Job — Copy each of the lines below word for word, and leave out the pictures.
----- Data -----
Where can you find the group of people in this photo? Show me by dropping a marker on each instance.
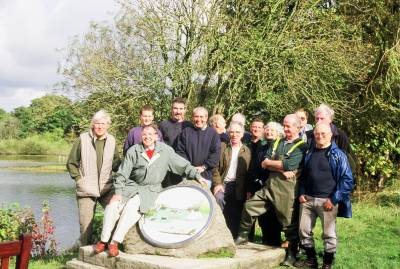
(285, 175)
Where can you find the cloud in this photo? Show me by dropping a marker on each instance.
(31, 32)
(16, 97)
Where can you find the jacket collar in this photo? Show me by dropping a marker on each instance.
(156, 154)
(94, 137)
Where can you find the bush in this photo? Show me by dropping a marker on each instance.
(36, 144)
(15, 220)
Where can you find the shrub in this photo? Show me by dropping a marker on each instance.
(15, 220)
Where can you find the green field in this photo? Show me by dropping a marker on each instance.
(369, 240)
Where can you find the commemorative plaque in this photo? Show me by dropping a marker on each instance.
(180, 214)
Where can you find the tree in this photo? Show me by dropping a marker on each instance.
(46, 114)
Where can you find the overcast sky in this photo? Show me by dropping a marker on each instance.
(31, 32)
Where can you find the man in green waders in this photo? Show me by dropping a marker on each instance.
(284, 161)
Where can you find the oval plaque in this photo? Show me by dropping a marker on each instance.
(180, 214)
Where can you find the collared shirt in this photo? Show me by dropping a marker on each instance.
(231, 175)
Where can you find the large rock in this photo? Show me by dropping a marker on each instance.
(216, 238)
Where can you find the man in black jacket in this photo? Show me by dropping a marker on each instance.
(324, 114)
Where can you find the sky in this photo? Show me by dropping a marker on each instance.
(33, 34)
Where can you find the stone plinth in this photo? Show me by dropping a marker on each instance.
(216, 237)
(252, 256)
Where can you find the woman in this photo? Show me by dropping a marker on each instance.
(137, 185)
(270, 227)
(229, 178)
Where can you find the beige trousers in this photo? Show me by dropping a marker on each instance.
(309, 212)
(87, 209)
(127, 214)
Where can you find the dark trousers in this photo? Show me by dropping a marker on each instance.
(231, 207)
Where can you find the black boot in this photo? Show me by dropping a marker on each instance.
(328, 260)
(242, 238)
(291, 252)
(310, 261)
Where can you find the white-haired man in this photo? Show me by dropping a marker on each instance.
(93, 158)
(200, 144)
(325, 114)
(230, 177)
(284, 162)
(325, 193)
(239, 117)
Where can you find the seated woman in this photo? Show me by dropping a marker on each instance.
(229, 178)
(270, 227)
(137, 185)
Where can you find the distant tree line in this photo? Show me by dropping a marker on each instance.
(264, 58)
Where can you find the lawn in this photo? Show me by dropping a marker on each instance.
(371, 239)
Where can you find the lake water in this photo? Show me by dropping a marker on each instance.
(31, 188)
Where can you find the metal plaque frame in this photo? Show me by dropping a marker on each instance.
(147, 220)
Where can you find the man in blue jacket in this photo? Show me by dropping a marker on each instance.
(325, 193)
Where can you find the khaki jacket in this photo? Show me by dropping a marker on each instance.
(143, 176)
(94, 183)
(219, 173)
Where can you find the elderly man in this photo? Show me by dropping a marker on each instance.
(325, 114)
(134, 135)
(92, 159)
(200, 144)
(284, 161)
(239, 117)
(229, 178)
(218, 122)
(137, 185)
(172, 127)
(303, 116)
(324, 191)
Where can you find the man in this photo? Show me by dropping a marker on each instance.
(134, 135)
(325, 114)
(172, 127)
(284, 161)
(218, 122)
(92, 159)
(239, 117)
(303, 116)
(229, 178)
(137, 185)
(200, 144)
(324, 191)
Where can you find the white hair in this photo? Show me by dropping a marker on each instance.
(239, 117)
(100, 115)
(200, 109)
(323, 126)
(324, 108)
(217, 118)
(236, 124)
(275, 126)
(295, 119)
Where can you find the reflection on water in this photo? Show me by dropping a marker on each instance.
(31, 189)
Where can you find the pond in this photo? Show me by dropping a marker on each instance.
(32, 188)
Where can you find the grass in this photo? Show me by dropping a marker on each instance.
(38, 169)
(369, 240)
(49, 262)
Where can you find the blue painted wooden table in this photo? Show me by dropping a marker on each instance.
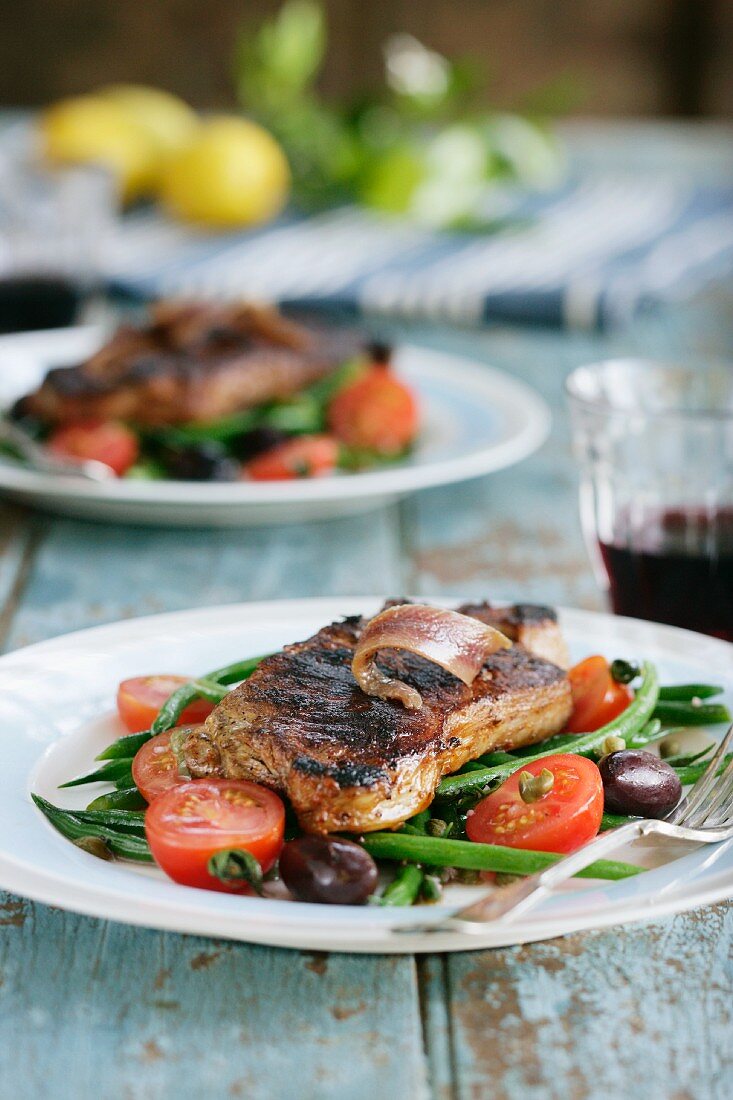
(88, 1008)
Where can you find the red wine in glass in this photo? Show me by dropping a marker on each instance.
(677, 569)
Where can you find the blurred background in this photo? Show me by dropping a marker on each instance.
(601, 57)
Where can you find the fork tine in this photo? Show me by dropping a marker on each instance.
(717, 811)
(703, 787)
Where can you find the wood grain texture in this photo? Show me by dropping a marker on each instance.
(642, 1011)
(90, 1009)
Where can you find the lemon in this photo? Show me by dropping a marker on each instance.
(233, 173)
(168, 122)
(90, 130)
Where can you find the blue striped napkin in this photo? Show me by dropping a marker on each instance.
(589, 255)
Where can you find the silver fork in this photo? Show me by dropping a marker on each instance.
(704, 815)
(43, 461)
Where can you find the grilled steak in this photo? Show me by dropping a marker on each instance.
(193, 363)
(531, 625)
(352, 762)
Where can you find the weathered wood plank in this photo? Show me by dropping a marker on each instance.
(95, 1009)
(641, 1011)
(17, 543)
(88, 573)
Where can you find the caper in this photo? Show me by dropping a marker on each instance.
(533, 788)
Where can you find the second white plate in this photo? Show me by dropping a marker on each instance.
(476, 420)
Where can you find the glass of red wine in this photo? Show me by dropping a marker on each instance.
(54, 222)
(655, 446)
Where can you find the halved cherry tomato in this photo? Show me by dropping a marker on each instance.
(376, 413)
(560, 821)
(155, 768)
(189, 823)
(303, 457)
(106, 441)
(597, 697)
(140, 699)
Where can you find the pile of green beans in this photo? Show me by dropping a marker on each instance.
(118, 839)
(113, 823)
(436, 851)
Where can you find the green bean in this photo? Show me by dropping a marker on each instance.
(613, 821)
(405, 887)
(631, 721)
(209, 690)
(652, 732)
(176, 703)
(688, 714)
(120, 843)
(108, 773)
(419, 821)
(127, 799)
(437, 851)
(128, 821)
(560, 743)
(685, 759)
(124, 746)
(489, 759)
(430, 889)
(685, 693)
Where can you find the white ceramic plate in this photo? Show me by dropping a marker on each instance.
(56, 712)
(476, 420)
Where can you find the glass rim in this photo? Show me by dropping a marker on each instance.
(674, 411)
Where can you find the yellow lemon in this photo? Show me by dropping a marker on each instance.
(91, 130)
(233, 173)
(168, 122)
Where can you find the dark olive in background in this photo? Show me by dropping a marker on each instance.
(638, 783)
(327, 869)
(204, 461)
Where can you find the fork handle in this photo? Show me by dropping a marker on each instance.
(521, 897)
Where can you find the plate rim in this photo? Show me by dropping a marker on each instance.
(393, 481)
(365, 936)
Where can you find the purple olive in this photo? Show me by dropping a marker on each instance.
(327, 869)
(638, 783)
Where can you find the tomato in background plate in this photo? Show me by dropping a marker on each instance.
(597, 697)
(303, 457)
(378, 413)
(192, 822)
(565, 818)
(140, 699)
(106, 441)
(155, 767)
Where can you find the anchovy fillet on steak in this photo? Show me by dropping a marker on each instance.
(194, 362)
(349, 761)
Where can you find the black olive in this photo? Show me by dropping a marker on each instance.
-----
Result for this task —
Where can you find the group of people in this photo? Show me by dropping a marker on each instance.
(285, 175)
Where can you find the cloud in this photo? Show me by dropping a marker on each instance.
(31, 32)
(16, 97)
Where can you find the jacket collar in this photo? Show me by dropping a marker on each instance.
(156, 154)
(94, 137)
Where can you find the bush in this photo? Show me by dropping a marker on each instance.
(36, 144)
(15, 220)
Where can you find the shrub in this photo? Show me by dropping a marker on each instance.
(15, 220)
Where can you find the green field in this photo? Show me by dropping a marker on each instance.
(369, 240)
Where can you find the commemorative plaque in this photo? Show me by dropping a marker on each instance.
(180, 214)
Where can you find the tree in this photo? Show me by dropping a marker on each instance.
(46, 114)
Where can you find the overcast sky in this photo? Show me by dropping a marker on each instance.
(31, 32)
Where can you find the man in green waders in this photo? Show me by dropping a marker on each instance.
(284, 161)
Where can you find the oval plaque in this photo? Show me by dropping a marker on each instance.
(180, 214)
Where can you find the collared shirt in this photo? Show me by dropping a marker on each instance.
(231, 175)
Where can you find the large rock in this photo? Show me by dropping a marker on each instance.
(216, 238)
Where can you find the man in black jacket in this photo? Show me by dropping a marker on each instance.
(324, 114)
Where can you find the sky in this photo? Show me by dropping a marker on each instance.
(33, 34)
Where can you find the stone plinth in this photo? Show me by dropping a marker on each instance.
(216, 237)
(252, 256)
Where can you find the woman in this photo? Show me by dropping a marker on each instance.
(137, 185)
(270, 227)
(229, 178)
Where can you find the beige trousers in this photo? Show me by dropping a marker on each instance.
(309, 212)
(87, 209)
(127, 214)
Where can you find the dark trousers in this photo? Show me by dropping a marker on each instance.
(231, 207)
Where can you find the black boot in this photo? Show me by dropping a marker on each instance.
(328, 260)
(242, 238)
(291, 252)
(310, 261)
Where can you find the white-haired man in this photo? Show me by dropping a marker on each instance.
(93, 158)
(200, 144)
(325, 114)
(230, 177)
(284, 162)
(325, 193)
(239, 117)
Where can you find the seated woman in this photo? Show me by dropping a marker on each instance.
(229, 178)
(270, 227)
(137, 185)
Where can you find the distant tree line in this photo? Show me by dropping a marker on each instance.
(264, 58)
Where can you find the lawn in this photo? Show me by dropping a marker on each instance.
(371, 239)
Where can you find the lake water in this photo? Show me by dropping a marker on each instance.
(31, 188)
Where can you find the metal plaque frame in this photo? Show me by dropping a marker on each instance.
(147, 220)
Where can you find the man in blue jacket in this photo? Show me by dropping a marker on each instance.
(325, 193)
Where can you find the khaki jacket in this photo? Show me by dropping a marker on each instance.
(143, 176)
(94, 183)
(219, 173)
Where can you find the elderly man in this photo? Show me by dropping a marker on each instance.
(325, 114)
(134, 135)
(92, 159)
(200, 144)
(284, 161)
(239, 117)
(229, 178)
(218, 122)
(137, 185)
(172, 127)
(303, 116)
(324, 191)
Where can you find the man in this photo? Show me by dropping a marker on each instance.
(134, 135)
(325, 114)
(172, 127)
(284, 161)
(218, 122)
(92, 159)
(239, 117)
(303, 116)
(229, 178)
(137, 185)
(200, 144)
(324, 191)
Where can you find the white hair in this photo? Show me by dropping a marker on each instance.
(239, 117)
(100, 115)
(200, 109)
(323, 126)
(324, 108)
(217, 118)
(236, 124)
(275, 126)
(295, 119)
Where can you find the reflection on water in this photo? Show me by dropping a marker on each instance.
(31, 189)
Where can you find the pond in this photo? Show me by dropping a marker on each instance.
(32, 188)
Where can you find the grass in this photo? Show me by dropping a marker on each instance.
(38, 169)
(369, 240)
(49, 262)
Where can you find the blue painted wooden table in this photo? Show me by dropping a marker on each instance.
(88, 1008)
Where can you find the red wine in glass in this photo? Show me by dropping a marker on each instance.
(677, 569)
Where can you find the blurred background in this photo? Show me by dropping a marker on each instance.
(601, 57)
Where can you find the fork tine in this photo? Show me by dropping a marker on each instance.
(717, 811)
(703, 787)
Where can you find the wood grain texture in this photo? Show me by dropping a marker on each instance.
(642, 1011)
(90, 1009)
Where can you find the lemon in this photo? Show me by dropping a marker on each instance.
(233, 173)
(168, 122)
(90, 130)
Where can you find the blue striped napkin in this photo? Show me by dropping a marker on each instance.
(589, 255)
Where can you find the silver fork in this photo? Show me by dropping a marker on each instance.
(704, 815)
(43, 461)
Where can you find the grilled steak in this photo? Show me by dropping a marker on each instance.
(193, 363)
(531, 625)
(352, 762)
Where can you find the weathered wood plank in this photo? Show me by dropping a marker on each instance.
(95, 1009)
(641, 1011)
(17, 543)
(88, 573)
Where can you find the caper in this photo? Show me by dropping a marker on each instance.
(533, 788)
Where can you find the second white plate in this photo? Show me by dropping a marker on each instance.
(476, 420)
Where can you find the glass of red wine in this photo? Show me by dropping a marker on each instance.
(54, 222)
(655, 446)
Where can you find the halved cherry tomato in this photo? Show me by dropping a marker on each instance.
(376, 413)
(560, 821)
(155, 768)
(189, 823)
(303, 457)
(106, 441)
(597, 697)
(140, 699)
Where can you find the pile of green beans in this photo? Show me by dropping a marker on each instance.
(118, 839)
(113, 823)
(436, 851)
Where can you find the green bean in this photo? Show me by dropping a marker on each instance.
(613, 821)
(405, 887)
(631, 721)
(209, 690)
(652, 732)
(176, 703)
(688, 714)
(120, 843)
(108, 773)
(419, 821)
(127, 799)
(437, 851)
(128, 821)
(560, 743)
(685, 759)
(124, 746)
(489, 759)
(430, 889)
(685, 693)
Where can you find the white ceramic plate in this photo? Show me by dropping a marker on each instance.
(56, 712)
(476, 420)
Where can you find the glass rim in this photo? Show me by dropping a marker on each instance.
(674, 411)
Where can you find the yellow lemon in this photo? Show me by dropping a marker on each instance.
(91, 130)
(233, 173)
(168, 122)
Where can you find the dark olive in background in this photo? Show me by dropping a marker on each instance.
(638, 783)
(327, 869)
(204, 461)
Where can you find the fork handle in this photo? Show me by dropping a marker on each instance.
(521, 897)
Where can you find the plate rim in this photo? Show me by dropping a marker on each instance.
(393, 481)
(365, 936)
Where can you find the purple olive in this photo? Show me by dropping a marker on each instance.
(327, 869)
(638, 783)
Where can you find the tomato in background plate in this photo? Show me by dropping a marker on each instance.
(597, 697)
(303, 457)
(378, 413)
(192, 822)
(565, 818)
(140, 699)
(106, 441)
(155, 767)
Where can you find the anchovy fillet on steak in this photo? Show me by dropping a marker on each instance.
(194, 362)
(349, 761)
Where can you find the black olive in this photo? Show me by dropping a marker on each instance.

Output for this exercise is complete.